# Task to complete
Show every line of the entries below that contains the word "power". Only matches with the same capitalization count.

# Source records
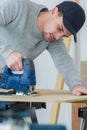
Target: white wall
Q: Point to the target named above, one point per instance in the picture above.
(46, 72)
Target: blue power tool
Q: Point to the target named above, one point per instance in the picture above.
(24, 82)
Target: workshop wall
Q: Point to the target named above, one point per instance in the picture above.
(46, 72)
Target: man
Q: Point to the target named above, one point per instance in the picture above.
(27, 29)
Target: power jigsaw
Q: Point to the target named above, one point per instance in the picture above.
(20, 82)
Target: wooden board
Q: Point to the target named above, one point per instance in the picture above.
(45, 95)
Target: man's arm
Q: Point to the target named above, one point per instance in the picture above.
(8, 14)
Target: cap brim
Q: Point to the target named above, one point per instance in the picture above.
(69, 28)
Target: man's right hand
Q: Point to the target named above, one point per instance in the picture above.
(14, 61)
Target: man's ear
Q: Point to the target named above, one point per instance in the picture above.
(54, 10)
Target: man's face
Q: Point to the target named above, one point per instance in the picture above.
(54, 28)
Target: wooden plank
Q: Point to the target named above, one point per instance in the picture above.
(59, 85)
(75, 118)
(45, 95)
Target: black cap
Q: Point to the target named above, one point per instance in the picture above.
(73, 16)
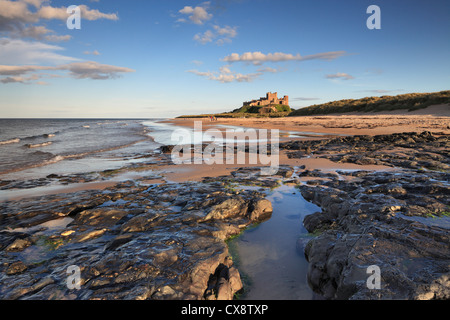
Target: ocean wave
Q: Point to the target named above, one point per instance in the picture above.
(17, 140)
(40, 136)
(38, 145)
--
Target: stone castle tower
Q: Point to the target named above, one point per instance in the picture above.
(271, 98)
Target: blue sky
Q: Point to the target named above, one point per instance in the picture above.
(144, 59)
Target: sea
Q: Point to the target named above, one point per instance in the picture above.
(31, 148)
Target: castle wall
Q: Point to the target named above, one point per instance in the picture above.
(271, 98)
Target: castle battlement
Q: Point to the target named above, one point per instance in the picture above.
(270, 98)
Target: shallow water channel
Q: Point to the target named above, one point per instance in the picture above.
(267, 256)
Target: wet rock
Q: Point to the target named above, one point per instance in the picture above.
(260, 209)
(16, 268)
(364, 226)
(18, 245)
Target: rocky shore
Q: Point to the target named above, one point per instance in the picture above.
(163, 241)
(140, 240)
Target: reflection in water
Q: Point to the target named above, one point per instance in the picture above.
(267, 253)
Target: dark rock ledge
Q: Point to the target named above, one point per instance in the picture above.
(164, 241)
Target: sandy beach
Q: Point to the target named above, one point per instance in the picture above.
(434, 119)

# Result of the exercise
Target: blue power tool
Target: power jigsaw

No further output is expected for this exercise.